Magni Documentation

magni is a Python package developed by Christian Schou Oxvig and Patrick Steffen Pedersen in collaboration with Jan Østergaard, Thomas Arildsen, Tobias L. Jensen, and Torben Larsen. The work was supported by 1) the Danish Council for Independent Research | Technology and Production Sciences - via grant DFF-1335-00278 for the project Enabling Fast Image Acquisition for Atomic Force Microscopy using Compressed Sensing and 2) the Danish e-Infrastructure Cooperation - via a grant for a high performance computing system for the project “High Performance Computing SMP Server for Signal Processing”.

This page gives an Introduction to the package, briefly describes How to Read the Documentation, and explains how to actually use The Package.

Introduction

magni [5] is a Python package which provides functionality for increasing the speed of image acquisition using Atomic Force Microscopy (AFM) (see e.g. [1] for an introduction). The image acquisition algorithms of magni are based on the Compressed Sensing (CS) signal acquisition paradigm (see e.g. [2] or [3] for an introduction) and include both sensing and reconstruction. The sensing part of the acquisition generates sensed data from regular images possibly acquired using AFM. This is done by AFM hardware simulation. The reconstruction part of the acquisition reconstructs images from sensed data. This is done by CS reconstruction using well-known CS reconstruction algorithms modified for the purpose. The Python implementation of the above functionality uses the standard library, a number of third-party libraries, and additional utility functionality designed and implemented specifically for magni. The functionality provided by magni can thus be divided into five groups:

  • Atomic Force Microscopy (magni.afm): AFM specific functionality including AFM image acquisition, AFM hardware simulation, and AFM data file handling.
  • Compressed Sensing (magni.cs): General CS functionality including signal reconstruction and phase transition determination.

* Supplied entries *
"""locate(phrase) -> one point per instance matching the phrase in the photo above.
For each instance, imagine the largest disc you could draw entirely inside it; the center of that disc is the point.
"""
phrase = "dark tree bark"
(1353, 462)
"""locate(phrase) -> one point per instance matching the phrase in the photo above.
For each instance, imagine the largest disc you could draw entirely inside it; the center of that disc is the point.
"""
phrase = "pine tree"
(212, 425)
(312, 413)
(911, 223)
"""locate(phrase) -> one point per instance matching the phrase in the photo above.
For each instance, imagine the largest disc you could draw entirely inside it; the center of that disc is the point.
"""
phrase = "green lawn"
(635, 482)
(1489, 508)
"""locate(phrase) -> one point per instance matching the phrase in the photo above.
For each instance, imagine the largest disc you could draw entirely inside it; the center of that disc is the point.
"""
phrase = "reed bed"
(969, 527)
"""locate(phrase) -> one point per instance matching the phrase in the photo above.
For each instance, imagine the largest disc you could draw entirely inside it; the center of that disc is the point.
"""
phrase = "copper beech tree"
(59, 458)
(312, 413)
* * *
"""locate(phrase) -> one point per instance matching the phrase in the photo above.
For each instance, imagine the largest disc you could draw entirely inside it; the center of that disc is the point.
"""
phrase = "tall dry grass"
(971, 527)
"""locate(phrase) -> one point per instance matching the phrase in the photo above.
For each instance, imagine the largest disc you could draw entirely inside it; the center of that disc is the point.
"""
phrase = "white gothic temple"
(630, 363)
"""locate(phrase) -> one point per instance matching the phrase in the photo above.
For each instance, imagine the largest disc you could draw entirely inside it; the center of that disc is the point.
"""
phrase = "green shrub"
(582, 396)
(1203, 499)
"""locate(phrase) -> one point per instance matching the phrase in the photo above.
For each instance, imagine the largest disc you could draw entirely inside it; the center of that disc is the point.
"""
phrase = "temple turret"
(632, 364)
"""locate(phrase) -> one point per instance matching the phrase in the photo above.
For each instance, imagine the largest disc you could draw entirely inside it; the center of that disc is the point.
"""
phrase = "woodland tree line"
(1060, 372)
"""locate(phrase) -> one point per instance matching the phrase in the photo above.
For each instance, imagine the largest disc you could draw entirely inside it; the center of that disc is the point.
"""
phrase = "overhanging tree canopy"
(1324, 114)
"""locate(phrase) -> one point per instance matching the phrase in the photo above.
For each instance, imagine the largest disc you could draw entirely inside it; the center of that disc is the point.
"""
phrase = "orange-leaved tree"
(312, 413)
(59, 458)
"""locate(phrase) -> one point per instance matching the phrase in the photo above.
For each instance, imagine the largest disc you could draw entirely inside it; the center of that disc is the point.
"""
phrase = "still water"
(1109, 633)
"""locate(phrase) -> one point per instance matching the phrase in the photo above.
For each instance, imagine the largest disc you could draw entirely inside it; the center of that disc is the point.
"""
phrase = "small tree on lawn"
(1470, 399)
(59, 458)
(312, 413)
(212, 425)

* Exercise prompt *
Could you rewrite the magni documentation from "magni is a Python" to "use The Package.", substituting "award" for every "grant"?

* Reply *
magni is a Python package developed by Christian Schou Oxvig and Patrick Steffen Pedersen in collaboration with Jan Østergaard, Thomas Arildsen, Tobias L. Jensen, and Torben Larsen. The work was supported by 1) the Danish Council for Independent Research | Technology and Production Sciences - via award DFF-1335-00278 for the project Enabling Fast Image Acquisition for Atomic Force Microscopy using Compressed Sensing and 2) the Danish e-Infrastructure Cooperation - via a award for a high performance computing system for the project “High Performance Computing SMP Server for Signal Processing”.

This page gives an Introduction to the package, briefly describes How to Read the Documentation, and explains how to actually use The Package.